Content starts

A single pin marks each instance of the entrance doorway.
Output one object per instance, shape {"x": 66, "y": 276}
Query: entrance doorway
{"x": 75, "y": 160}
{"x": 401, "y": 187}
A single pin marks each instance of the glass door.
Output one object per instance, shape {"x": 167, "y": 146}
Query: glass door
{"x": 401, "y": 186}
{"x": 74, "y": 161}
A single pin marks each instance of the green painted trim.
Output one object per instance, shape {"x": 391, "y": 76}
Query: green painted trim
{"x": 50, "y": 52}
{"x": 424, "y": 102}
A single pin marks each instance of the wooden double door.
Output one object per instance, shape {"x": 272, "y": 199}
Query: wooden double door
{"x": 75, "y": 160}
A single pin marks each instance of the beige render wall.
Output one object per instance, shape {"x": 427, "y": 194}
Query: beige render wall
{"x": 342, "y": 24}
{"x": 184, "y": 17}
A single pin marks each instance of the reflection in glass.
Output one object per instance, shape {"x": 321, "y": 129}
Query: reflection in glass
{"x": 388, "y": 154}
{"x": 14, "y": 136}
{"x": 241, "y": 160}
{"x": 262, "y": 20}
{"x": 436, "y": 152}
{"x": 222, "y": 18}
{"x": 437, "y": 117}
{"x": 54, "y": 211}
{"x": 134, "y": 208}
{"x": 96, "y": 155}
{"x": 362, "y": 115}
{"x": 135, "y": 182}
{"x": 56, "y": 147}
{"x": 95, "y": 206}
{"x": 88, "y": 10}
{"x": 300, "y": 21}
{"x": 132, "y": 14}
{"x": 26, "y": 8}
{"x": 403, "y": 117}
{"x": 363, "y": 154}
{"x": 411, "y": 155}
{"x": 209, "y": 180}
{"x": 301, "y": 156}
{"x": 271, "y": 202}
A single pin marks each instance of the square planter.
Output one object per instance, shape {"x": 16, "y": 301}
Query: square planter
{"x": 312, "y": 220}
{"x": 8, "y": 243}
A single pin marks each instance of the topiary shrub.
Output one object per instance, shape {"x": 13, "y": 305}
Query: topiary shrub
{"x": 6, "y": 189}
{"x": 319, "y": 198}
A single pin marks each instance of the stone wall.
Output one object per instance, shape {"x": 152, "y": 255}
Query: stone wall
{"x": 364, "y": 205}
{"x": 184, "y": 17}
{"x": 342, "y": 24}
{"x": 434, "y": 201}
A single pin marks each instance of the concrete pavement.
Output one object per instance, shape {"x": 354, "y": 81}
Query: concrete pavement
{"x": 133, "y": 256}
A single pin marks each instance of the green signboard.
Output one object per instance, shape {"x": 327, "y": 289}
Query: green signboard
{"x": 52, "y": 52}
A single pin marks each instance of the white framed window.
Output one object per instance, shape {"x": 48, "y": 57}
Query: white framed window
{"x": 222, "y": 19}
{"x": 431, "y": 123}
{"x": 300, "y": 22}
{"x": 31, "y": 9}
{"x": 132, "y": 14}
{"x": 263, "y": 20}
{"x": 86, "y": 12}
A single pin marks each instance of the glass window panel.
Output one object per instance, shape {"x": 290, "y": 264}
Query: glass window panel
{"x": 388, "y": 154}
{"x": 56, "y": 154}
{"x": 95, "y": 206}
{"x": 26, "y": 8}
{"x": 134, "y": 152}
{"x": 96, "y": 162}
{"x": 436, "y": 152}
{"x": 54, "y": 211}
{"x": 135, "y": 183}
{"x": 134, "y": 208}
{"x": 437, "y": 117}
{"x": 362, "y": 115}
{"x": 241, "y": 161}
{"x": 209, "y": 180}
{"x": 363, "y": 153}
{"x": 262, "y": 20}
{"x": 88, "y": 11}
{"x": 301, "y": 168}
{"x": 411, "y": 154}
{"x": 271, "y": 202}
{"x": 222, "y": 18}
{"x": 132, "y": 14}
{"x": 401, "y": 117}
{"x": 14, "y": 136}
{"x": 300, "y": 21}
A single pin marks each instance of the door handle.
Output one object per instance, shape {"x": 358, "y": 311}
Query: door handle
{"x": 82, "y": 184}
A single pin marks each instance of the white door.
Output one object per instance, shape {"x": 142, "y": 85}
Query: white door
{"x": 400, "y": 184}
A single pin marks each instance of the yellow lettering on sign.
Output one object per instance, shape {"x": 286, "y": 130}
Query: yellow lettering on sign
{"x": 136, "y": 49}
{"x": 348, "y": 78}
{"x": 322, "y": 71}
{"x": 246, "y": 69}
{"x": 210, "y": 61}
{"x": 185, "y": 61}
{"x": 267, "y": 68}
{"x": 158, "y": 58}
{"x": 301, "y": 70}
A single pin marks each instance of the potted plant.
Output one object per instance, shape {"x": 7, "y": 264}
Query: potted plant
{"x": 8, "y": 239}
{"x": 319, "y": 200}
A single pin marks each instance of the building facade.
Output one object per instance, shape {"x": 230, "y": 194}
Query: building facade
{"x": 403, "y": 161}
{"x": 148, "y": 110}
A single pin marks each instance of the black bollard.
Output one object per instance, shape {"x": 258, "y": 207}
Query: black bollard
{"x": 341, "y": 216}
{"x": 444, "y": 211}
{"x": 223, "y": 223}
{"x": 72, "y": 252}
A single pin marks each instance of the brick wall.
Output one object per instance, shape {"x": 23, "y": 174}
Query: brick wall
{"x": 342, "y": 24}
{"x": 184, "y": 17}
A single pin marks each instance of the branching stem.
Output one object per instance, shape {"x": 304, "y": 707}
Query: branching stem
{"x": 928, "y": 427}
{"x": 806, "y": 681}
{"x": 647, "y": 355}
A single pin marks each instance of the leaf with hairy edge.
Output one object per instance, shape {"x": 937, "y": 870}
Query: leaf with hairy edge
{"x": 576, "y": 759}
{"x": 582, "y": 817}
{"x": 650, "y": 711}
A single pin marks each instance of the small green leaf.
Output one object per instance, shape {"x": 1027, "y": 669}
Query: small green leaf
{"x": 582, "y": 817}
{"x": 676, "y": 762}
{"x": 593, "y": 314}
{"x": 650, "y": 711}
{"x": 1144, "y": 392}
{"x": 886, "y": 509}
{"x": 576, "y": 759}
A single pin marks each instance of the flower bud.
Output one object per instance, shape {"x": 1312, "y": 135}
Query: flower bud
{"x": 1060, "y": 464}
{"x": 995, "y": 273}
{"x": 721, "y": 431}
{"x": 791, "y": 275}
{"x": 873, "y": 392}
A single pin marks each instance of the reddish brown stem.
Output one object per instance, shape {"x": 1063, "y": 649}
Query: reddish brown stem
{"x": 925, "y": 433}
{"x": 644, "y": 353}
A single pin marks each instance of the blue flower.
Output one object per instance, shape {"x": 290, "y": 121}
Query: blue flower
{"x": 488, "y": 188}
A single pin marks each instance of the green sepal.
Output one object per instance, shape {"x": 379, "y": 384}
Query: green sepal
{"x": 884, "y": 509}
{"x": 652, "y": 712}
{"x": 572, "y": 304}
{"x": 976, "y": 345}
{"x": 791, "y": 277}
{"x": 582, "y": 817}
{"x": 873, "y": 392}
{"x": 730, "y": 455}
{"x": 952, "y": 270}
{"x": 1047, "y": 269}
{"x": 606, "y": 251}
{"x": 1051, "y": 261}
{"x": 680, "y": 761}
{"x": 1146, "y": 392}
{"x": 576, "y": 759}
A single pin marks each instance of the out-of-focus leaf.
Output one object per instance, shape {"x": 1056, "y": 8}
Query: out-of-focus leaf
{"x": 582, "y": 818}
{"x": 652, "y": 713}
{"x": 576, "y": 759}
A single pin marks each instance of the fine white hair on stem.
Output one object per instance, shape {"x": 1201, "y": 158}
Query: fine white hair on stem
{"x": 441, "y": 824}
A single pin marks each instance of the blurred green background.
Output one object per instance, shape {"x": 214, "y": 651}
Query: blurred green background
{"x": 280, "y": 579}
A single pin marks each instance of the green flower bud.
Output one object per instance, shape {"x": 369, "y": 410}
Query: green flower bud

Content ends

Everything from the line containing "A single pin marks each instance of the green flower" through the final line above must be copied exactly, with both ends kept.

- _Response below_:
A single pin marks each instance of the green flower bud.
Output one object per instance, shape {"x": 369, "y": 410}
Query: green flower bud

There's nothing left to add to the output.